==== EXERCISE MATERIALS ====

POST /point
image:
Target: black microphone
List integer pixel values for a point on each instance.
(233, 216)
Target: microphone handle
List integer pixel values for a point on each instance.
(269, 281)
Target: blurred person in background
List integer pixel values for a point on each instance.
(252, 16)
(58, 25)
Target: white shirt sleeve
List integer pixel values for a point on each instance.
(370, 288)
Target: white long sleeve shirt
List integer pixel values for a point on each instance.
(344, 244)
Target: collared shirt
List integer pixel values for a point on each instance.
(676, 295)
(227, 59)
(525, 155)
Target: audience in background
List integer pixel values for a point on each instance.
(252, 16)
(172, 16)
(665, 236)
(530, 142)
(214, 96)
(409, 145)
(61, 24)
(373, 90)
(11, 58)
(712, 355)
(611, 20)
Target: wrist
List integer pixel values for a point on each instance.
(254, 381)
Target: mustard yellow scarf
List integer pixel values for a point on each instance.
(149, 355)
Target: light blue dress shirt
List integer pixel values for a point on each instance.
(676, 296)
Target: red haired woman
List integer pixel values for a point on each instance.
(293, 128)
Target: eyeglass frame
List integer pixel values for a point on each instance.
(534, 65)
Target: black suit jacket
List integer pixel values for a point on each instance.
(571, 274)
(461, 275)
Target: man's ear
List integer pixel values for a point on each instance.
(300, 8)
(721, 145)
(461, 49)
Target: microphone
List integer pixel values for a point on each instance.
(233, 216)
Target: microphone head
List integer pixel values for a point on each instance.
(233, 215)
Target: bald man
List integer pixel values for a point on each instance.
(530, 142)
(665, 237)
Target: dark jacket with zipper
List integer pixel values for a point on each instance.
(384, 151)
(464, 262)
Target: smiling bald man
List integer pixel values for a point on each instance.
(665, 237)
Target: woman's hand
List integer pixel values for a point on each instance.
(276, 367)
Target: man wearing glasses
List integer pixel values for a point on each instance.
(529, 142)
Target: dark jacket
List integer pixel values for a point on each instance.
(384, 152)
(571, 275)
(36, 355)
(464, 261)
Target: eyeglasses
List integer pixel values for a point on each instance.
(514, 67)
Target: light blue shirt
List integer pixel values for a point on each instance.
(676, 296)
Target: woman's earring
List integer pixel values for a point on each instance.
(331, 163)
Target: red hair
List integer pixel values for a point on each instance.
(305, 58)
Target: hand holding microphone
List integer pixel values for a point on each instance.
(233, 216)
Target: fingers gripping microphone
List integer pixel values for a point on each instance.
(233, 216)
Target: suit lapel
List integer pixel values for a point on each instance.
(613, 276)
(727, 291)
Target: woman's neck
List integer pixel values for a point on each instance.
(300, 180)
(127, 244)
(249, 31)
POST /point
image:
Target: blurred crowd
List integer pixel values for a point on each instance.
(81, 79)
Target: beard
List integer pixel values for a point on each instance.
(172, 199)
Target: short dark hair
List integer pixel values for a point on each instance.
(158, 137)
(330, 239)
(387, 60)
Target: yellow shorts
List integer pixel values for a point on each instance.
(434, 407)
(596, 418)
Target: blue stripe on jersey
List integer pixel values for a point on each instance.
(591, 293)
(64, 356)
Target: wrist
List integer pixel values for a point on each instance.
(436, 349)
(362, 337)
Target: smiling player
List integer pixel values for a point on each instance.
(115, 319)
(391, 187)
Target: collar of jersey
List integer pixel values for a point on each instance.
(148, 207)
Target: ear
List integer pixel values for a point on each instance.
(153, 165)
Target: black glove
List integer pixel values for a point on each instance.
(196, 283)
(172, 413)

====

→ **WHAT TO WORK ON**
Nothing but the lines from the top of the records down to the line with "Target: white shirt sleeve" belongs in the answer; repeat them exactly.

→ **RESPONSE TO THIS TASK**
POST /point
image:
Target: black microphone
List integer pixel values for a point on each instance.
(233, 216)
Target: microphone handle
List integer pixel values for a point on each instance.
(269, 281)
Target: blurred person in background
List integer pixel values for a point on each instance.
(252, 16)
(58, 25)
Target: white shirt sleeve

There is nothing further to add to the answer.